Goal of the exercise:
Set the data down exactly as it stands, and keep its pictures out.

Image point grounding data
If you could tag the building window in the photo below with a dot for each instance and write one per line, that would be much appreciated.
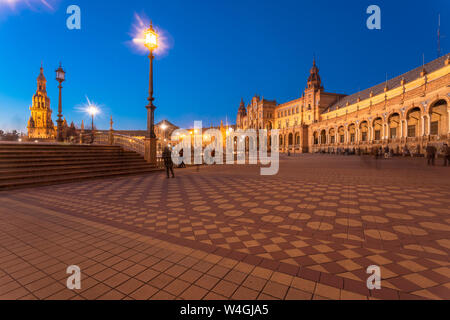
(411, 131)
(434, 128)
(377, 135)
(364, 136)
(393, 133)
(352, 137)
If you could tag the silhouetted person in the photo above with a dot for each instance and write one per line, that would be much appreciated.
(446, 154)
(168, 163)
(431, 154)
(182, 164)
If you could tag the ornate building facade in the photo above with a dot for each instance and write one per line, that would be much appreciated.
(40, 125)
(410, 110)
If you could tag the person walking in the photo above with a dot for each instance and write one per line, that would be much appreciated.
(168, 163)
(431, 154)
(446, 154)
(182, 164)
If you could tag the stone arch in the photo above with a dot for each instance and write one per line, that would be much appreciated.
(323, 136)
(332, 135)
(413, 119)
(352, 133)
(364, 131)
(394, 125)
(341, 134)
(297, 138)
(438, 117)
(316, 137)
(377, 125)
(291, 139)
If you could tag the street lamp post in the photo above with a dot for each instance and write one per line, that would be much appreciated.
(60, 77)
(151, 42)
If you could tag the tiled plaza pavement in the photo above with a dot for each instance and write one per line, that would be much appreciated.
(226, 232)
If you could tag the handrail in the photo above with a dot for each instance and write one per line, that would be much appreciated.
(126, 142)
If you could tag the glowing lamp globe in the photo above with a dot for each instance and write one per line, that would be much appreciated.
(151, 38)
(60, 74)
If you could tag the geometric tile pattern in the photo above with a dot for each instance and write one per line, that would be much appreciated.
(322, 219)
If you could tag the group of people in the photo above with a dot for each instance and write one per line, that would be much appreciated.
(432, 153)
(168, 162)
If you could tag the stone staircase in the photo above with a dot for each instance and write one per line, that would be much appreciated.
(28, 165)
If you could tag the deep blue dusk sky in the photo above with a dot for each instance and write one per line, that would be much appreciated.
(220, 51)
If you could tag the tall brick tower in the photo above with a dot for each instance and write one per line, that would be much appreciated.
(40, 125)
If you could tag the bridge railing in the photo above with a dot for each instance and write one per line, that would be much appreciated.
(126, 142)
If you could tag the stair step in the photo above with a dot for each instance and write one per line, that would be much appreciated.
(48, 164)
(67, 171)
(27, 165)
(16, 184)
(75, 158)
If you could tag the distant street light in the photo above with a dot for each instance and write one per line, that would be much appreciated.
(60, 77)
(151, 42)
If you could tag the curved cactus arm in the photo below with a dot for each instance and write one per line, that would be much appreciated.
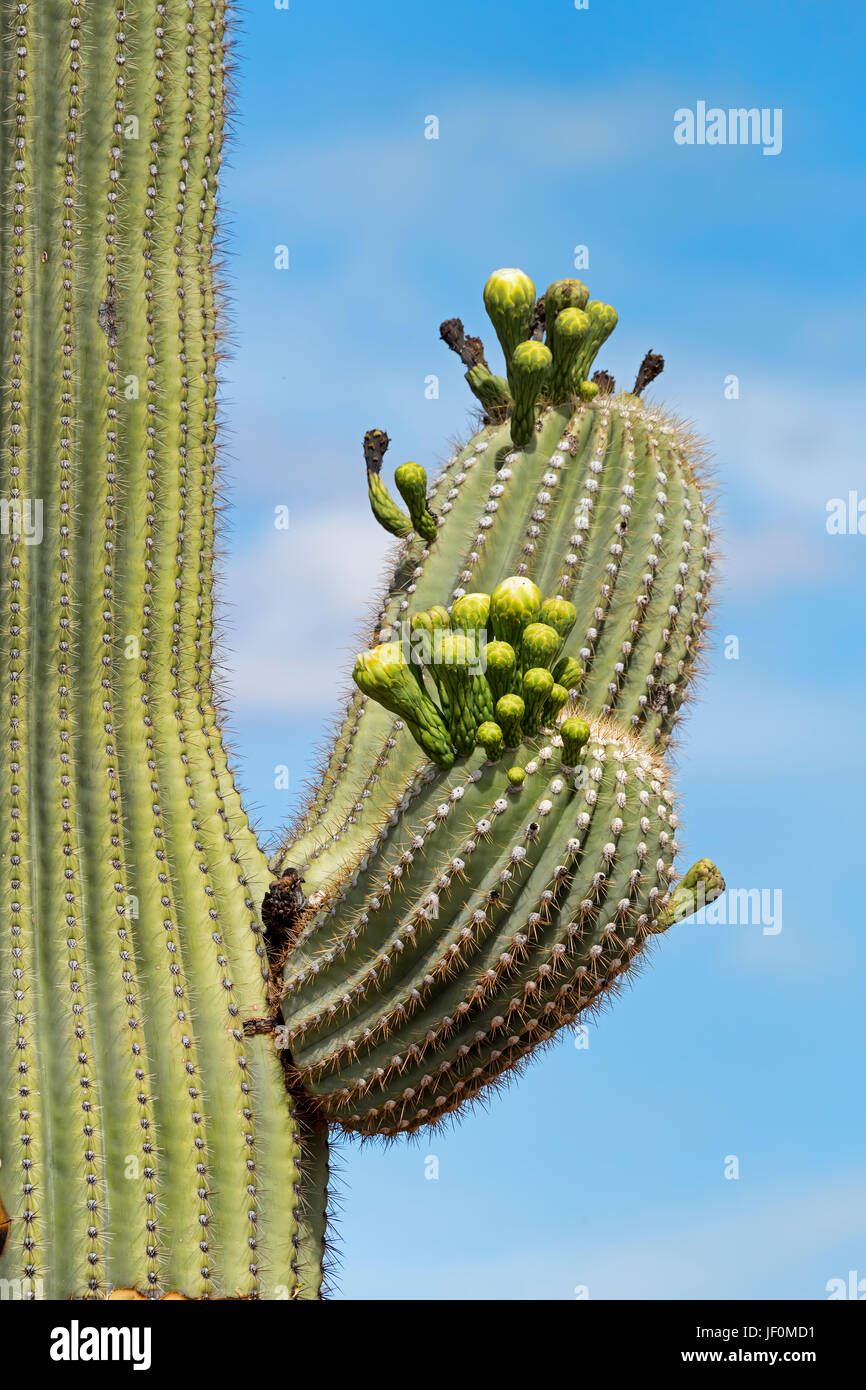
(146, 1134)
(480, 922)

Result of this task:
If you could tag the building window in the photo below with a dot for each instance and write one per line, that would be much appreciated.
(411, 131)
(434, 128)
(377, 135)
(364, 136)
(393, 133)
(352, 137)
If you could tag the silhouetted person in the photo above with a dot for each instance and write one per line, that would be much appreciated.
(446, 154)
(168, 163)
(431, 154)
(182, 164)
If you could tag the ornate building facade in the photo above with a dot for each instance and write one per line, that would be much appreciated.
(40, 125)
(410, 110)
If you could tag the person walking in the photo above with a dot for each instance and write one per line, that would be much appreciated.
(168, 163)
(431, 154)
(446, 154)
(182, 164)
If you could tag the stone arch in the photo above with a dot for each instance and write one per line, that would be much appreciated.
(323, 136)
(332, 135)
(413, 119)
(352, 133)
(364, 131)
(394, 125)
(341, 134)
(297, 138)
(438, 117)
(316, 137)
(377, 125)
(291, 139)
If you could tag the street lamp post in the photo above with a dot for each instance and write one per line, that would be much appreciated.
(60, 77)
(151, 42)
If you could tag the tiled plaza pavement in the photo above with a dot for each instance and write one per line, that would be much appreciated.
(226, 232)
If you could tag the handrail in the photo above with a dot for each instance and write one per line, that would be much appreciated.
(126, 142)
If you could tag the glowing lamp globe in the photo above with a dot for each instance and write one per line, that would be much appreciated.
(151, 38)
(60, 74)
If you could tag the geometric tile pattern in the photo above with a dot for each instance and write one per line, that would be much appreciated.
(322, 219)
If you could tag the group of people in the photo above with a dot for each instance and write one per line, that would be much appreciated.
(432, 153)
(168, 162)
If you could tag the stone staircase in the photo above with a dot for each instance and write one per line, that would be much appreciated.
(28, 165)
If you could tag the deep blue dusk sky in the photo above with a dot for each instance and write one per line, that would be much appreciated.
(220, 51)
If you could tag the tall brick tower in the photo above with a dot for each instance and write one per line, that would be much appreciated.
(40, 125)
If you could tag the bridge railing in the photo above with a dot for each instance and write one per line, that would be much appreciated.
(126, 142)
If you could tag the stair step in the photo above with a dot for each instance and write one per line, that would be much appreciated.
(48, 164)
(67, 171)
(27, 165)
(16, 184)
(75, 158)
If you could tag the distant street light in the photo above with a dot for each instance and write one per line, that would be much appreciated.
(60, 77)
(151, 42)
If you could tag the curved cactus arm in the photo below with a dot for each instance and write one per line, that would be much appreciated.
(146, 1134)
(480, 922)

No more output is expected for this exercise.